• [Work to be completed] Here are the records. Write out exactly the lines between the one holding "Target: stadium wall" and the one holding "Would you be so kind as to mark the football cleat", inclusive.

• [Recorded data]
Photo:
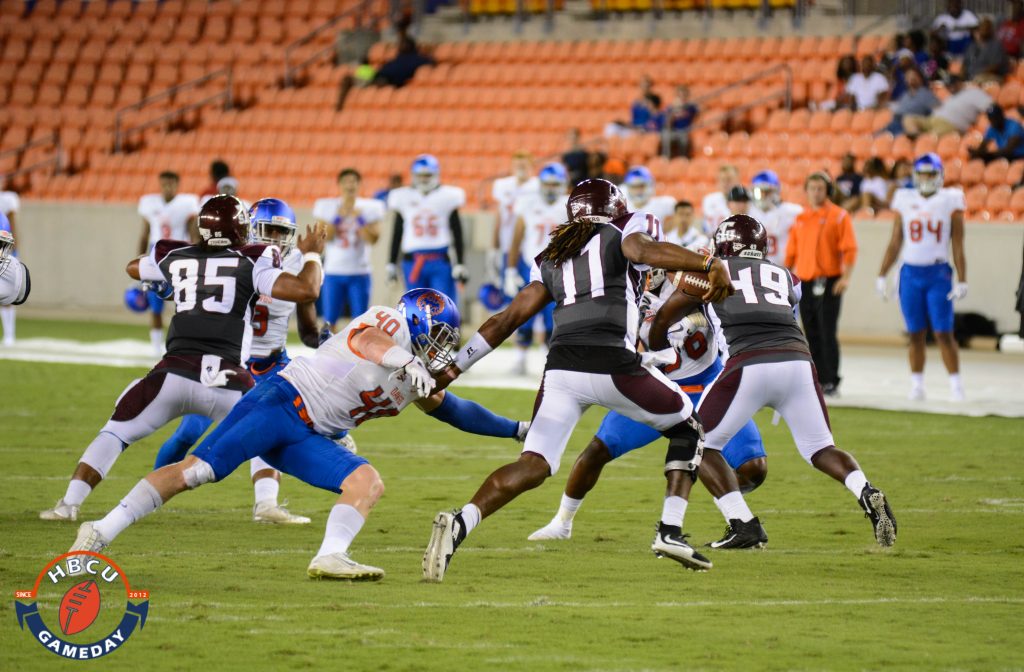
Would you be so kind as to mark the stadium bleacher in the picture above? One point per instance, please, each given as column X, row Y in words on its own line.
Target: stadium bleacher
column 480, row 102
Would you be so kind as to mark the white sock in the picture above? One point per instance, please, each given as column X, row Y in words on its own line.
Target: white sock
column 733, row 506
column 855, row 481
column 157, row 339
column 266, row 489
column 7, row 318
column 673, row 510
column 471, row 516
column 77, row 492
column 567, row 509
column 140, row 502
column 342, row 526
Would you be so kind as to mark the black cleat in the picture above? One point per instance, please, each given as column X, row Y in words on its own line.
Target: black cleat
column 877, row 508
column 671, row 542
column 742, row 535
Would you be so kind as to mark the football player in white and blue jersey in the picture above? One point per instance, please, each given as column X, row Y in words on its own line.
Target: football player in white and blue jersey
column 639, row 190
column 381, row 363
column 697, row 365
column 426, row 224
column 353, row 225
column 537, row 214
column 272, row 223
column 929, row 223
column 776, row 215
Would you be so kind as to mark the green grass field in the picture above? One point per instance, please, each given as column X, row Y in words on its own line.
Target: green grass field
column 227, row 593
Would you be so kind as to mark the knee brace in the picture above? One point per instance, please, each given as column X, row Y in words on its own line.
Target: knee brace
column 197, row 473
column 685, row 449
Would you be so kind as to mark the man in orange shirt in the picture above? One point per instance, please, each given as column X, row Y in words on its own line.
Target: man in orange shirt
column 821, row 251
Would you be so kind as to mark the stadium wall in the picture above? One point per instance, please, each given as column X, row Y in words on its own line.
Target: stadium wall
column 77, row 254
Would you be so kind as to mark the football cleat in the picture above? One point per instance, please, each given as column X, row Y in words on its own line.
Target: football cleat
column 269, row 511
column 742, row 535
column 877, row 508
column 60, row 511
column 89, row 539
column 448, row 533
column 339, row 565
column 522, row 430
column 554, row 530
column 671, row 542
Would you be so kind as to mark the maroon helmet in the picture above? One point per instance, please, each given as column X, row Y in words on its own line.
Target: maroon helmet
column 223, row 221
column 595, row 200
column 740, row 236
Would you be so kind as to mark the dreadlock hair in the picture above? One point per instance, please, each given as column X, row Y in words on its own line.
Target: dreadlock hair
column 567, row 240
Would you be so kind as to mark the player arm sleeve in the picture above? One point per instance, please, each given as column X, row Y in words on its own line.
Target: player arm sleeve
column 455, row 222
column 472, row 418
column 395, row 239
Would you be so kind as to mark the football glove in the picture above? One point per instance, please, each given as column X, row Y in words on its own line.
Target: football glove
column 958, row 292
column 421, row 379
column 513, row 281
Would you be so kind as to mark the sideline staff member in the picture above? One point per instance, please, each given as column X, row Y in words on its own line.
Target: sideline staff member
column 821, row 251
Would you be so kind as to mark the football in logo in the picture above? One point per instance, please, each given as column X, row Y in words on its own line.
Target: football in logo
column 79, row 607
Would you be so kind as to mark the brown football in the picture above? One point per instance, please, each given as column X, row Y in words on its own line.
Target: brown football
column 694, row 283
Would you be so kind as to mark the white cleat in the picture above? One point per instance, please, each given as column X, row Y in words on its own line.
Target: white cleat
column 523, row 429
column 89, row 539
column 554, row 530
column 339, row 565
column 443, row 540
column 348, row 443
column 269, row 511
column 60, row 511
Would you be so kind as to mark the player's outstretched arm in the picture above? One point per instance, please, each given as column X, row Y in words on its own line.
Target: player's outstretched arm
column 498, row 328
column 641, row 248
column 467, row 416
column 304, row 287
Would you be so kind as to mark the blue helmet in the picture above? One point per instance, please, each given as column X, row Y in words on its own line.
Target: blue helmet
column 135, row 299
column 928, row 173
column 426, row 172
column 554, row 180
column 433, row 324
column 640, row 184
column 272, row 222
column 767, row 189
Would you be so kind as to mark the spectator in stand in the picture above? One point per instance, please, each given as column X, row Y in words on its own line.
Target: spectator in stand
column 846, row 69
column 900, row 177
column 936, row 67
column 1011, row 32
column 400, row 70
column 869, row 88
column 576, row 158
column 1004, row 139
column 679, row 117
column 985, row 59
column 918, row 99
column 821, row 252
column 955, row 115
column 875, row 186
column 955, row 27
column 847, row 192
column 218, row 171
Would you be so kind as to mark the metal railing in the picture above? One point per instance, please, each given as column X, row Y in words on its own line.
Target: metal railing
column 225, row 93
column 291, row 70
column 57, row 160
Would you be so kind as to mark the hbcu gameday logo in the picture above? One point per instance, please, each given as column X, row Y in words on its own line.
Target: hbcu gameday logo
column 88, row 585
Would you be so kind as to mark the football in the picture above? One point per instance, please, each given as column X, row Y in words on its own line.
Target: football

• [Task output]
Target: stadium wall
column 77, row 254
Would you be so kind as to mark the football cleat in the picture above? One point per instance, please, each given as column X, row Y in words on its own line.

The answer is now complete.